(The task) Repeat exactly the lines from the one containing "the distant mountain" through the last line of the records below, both included, and nothing else.

(Data to process)
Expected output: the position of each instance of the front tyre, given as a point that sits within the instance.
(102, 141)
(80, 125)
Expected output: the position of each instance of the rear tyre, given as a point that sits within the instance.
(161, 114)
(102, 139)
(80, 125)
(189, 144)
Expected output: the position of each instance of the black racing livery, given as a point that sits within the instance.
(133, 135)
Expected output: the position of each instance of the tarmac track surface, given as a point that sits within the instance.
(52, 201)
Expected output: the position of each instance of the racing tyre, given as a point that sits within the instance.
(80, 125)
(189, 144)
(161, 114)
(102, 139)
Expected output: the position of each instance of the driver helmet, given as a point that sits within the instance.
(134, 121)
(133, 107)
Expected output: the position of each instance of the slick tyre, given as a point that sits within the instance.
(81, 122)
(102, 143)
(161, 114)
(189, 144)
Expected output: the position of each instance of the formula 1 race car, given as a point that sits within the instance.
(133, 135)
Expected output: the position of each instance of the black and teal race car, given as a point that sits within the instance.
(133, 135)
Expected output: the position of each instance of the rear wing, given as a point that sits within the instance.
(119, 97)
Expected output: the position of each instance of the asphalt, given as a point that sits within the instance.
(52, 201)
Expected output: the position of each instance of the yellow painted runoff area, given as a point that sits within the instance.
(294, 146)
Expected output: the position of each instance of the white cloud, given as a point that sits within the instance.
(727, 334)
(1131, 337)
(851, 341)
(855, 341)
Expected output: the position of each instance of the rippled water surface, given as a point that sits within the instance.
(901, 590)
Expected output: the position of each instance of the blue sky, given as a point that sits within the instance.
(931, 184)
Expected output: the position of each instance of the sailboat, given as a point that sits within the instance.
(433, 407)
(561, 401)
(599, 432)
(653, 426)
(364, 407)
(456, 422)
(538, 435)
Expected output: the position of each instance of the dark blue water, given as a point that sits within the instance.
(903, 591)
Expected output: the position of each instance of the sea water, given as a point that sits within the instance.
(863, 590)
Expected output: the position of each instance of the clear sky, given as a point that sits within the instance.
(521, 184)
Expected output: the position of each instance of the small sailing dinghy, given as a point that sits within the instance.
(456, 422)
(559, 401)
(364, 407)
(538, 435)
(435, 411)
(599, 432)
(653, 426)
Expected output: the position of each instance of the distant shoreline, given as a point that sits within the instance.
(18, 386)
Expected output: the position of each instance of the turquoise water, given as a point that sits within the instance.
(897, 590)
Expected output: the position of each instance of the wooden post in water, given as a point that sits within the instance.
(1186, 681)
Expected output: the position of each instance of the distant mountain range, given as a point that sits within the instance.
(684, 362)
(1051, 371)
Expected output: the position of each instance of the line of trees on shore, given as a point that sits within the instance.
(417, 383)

(Result of this task)
Expected output: the position of each instance of the distant mountain range, given as a point that sits within the instance.
(684, 362)
(1051, 371)
Expected output: the position of each instance of the line of trees on shore, given as a point that sits within the instance.
(417, 383)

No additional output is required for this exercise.